◆ Goals:
A) Reproduce word for word the portion of the rail network problem statement that runs from "JOI Rail Network" down to "of \(C_i\) minutes.".
B) Write the next part of the rail network problem statement, picking up after its final sentence.

JOI Rail Network Expansion

JOI country has \(N\) train stations, numbered from \(1\) to \(N\), and \(M\) bidirectional railway lines. For each \(i\ (1 \le i \le M)\), the line connects station \(A_i\) and station \(B_i\) with a travel time of \(C_i\) minutes.

The Minister decides to add a new railway line between two distinct stations \(u\) and \(v\) (with \(1 \le u < v \le N\)). This new line connects station \(u\) and station \(v\) with a travel time of \(L\) minutes (even if there already exists a line between the two stations). If after adding this new railway line, it is possible to travel from station \(S\) to station \(T\) in at most \(K\) minutes (we do not consider transfer or waiting times), then the King will be pleased.

Determine the number of choices of \(u, v\) (from the total \(\frac{N(N-1)}{2}\) possibilities) that will make the King happy.

◆ Provided material:
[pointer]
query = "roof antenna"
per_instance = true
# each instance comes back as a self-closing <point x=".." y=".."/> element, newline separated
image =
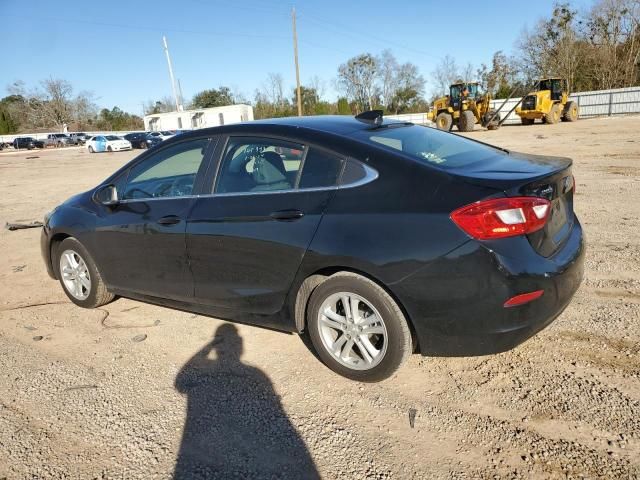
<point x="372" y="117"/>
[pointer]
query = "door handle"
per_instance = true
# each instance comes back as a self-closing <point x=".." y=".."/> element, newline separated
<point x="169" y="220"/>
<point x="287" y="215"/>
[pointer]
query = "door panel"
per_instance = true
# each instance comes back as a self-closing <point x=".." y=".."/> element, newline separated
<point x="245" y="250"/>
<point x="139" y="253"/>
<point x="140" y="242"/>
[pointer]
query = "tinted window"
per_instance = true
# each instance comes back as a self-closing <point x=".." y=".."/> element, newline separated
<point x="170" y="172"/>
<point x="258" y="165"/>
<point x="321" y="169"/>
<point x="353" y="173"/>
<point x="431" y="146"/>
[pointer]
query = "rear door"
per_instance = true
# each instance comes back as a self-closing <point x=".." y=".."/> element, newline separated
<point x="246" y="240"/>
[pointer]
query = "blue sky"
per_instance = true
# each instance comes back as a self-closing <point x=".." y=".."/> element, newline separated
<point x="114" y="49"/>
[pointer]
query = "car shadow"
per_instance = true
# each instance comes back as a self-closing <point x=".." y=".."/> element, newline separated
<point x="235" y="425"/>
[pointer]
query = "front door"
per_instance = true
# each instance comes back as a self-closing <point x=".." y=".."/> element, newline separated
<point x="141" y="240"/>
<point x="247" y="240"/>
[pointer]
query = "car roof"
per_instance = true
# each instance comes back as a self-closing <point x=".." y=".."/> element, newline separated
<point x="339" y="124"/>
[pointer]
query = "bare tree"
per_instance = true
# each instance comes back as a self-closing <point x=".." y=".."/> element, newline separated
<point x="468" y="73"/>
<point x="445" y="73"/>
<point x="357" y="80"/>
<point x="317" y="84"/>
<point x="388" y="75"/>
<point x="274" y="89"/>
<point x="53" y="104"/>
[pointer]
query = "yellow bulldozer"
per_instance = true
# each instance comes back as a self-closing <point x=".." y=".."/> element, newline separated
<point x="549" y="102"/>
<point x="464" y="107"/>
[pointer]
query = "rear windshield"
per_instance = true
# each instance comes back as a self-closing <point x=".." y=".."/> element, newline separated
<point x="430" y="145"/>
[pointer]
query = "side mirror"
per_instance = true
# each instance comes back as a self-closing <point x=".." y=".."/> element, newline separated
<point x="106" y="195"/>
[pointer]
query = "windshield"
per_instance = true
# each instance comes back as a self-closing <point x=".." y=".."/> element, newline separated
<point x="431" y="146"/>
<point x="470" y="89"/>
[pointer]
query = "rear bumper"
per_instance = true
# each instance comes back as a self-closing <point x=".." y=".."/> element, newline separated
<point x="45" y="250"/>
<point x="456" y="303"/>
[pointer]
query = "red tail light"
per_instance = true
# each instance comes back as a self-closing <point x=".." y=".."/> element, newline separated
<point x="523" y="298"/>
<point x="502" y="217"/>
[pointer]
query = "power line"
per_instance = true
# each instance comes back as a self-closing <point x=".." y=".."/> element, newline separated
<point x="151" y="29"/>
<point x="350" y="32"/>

--

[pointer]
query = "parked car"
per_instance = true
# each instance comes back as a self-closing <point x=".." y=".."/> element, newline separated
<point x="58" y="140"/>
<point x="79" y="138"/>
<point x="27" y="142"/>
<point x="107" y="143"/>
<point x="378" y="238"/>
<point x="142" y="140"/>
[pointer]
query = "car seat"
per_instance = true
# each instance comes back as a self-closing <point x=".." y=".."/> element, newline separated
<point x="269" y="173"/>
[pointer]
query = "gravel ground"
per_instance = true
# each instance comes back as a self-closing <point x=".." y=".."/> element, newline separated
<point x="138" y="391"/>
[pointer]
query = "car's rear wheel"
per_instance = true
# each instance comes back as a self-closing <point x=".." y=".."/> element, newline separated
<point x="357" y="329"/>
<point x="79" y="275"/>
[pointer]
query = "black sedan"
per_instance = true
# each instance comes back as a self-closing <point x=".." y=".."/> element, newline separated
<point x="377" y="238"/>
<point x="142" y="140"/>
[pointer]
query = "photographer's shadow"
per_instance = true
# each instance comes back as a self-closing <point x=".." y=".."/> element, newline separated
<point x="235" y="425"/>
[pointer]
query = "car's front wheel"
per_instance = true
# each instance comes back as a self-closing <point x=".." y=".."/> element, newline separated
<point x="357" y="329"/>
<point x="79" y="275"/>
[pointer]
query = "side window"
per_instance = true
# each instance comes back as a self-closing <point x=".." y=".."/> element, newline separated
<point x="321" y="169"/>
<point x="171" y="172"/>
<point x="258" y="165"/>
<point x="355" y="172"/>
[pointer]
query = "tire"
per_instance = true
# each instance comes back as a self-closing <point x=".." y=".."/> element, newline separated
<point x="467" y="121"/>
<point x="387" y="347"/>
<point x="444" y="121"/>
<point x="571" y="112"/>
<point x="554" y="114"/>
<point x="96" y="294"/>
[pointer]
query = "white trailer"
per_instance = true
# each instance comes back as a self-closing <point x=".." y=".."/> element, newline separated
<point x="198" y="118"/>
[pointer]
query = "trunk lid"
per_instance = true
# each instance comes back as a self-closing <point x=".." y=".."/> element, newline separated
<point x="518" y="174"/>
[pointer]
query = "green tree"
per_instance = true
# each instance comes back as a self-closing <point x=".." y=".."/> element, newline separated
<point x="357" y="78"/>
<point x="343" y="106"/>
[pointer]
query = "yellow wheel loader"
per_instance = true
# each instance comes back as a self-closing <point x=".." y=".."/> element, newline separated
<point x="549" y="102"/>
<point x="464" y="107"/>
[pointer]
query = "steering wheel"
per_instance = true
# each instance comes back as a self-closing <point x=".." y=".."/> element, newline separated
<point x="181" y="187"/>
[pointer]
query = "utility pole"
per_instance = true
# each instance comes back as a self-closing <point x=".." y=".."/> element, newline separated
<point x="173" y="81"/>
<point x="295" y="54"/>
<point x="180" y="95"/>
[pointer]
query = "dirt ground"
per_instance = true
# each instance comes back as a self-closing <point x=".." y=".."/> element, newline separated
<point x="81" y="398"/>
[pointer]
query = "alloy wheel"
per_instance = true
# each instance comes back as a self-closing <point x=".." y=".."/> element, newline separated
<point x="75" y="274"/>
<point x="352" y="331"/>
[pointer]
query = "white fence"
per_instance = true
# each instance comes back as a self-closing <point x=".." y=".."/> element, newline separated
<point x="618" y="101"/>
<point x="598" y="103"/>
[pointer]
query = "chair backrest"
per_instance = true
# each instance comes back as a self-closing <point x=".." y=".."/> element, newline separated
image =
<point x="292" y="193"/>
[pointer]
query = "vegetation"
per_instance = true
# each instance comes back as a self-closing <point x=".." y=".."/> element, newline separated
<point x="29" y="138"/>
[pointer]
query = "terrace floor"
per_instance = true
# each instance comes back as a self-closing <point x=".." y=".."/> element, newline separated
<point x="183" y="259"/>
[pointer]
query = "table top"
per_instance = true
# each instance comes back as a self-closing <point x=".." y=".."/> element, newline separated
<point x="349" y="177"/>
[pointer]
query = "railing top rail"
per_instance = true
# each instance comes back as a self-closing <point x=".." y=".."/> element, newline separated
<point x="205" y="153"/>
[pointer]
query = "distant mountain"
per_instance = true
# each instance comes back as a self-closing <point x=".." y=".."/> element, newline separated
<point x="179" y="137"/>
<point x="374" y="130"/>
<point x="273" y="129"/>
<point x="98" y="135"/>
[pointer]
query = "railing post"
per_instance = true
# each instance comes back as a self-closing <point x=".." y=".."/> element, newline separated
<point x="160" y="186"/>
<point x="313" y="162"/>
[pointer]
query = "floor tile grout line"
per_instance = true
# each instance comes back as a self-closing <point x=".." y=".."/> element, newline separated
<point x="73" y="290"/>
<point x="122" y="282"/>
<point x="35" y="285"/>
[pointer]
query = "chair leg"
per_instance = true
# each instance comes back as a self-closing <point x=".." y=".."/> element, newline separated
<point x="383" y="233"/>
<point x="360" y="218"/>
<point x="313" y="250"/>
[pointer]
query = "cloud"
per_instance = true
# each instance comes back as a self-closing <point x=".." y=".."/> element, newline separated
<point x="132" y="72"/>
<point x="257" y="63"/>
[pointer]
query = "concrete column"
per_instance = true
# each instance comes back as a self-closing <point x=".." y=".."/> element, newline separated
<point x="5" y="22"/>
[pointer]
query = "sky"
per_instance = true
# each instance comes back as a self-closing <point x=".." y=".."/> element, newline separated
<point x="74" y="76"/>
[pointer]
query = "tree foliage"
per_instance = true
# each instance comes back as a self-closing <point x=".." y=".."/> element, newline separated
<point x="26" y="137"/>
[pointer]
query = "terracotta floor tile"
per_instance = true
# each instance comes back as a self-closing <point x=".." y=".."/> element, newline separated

---

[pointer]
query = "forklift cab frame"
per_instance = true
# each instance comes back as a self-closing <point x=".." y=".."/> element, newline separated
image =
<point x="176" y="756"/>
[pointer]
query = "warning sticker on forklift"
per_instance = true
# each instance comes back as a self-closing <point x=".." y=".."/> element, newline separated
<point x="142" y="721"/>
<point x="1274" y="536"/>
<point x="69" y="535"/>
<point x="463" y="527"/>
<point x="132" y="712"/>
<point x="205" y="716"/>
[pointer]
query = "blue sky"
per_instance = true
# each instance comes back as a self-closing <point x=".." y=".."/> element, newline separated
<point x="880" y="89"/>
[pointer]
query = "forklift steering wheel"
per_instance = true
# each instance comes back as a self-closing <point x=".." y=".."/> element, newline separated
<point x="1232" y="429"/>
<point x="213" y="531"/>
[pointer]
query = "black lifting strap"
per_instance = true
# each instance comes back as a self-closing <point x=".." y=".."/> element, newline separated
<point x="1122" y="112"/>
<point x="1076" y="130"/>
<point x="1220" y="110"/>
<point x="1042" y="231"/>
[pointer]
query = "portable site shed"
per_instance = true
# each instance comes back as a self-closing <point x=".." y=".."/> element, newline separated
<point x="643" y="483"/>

◆ Answers to the exercises:
A)
JOI Rail Network Expansion

JOI country has \(N\) train stations, numbered from \(1\) to \(N\), and \(M\) bidirectional railway lines. For each \(i\ (1 \le i \le M)\), the line connects station \(A_i\) and station \(B_i\) with a travel time of \(C_i\) minutes.

B)
The shortest travel time after adding the new line can be computed as:

[ \min\big( d(S,T),; d(S,u)+L+d(v,T),; d(S,v)+L+d(u,T) \big) \le K, ]

where \(d(x,y)\) is the shortest travel time from station \(x\) to station \(y\) in the original network.

inputFormat

The first line contains six integers \(N\), \(M\), \(L\), \(S\), \(T\), and \(K\). \(N\) is the number of stations, \(M\) is the number of railway lines, \(L\) is the travel time of the new line, \(S\) and \(T\) are the start and destination stations, and \(K\) is the maximum allowed travel time for the King to be happy.

Each of the following \(M\) lines contains three integers \(A_i\), \(B_i\), and \(C_i\) describing a railway line between stations \(A_i\) and \(B_i\) with travel time \(C_i\) minutes.

outputFormat

Output a single integer representing the number of two-station choices \((u, v)\) that will make the King happy.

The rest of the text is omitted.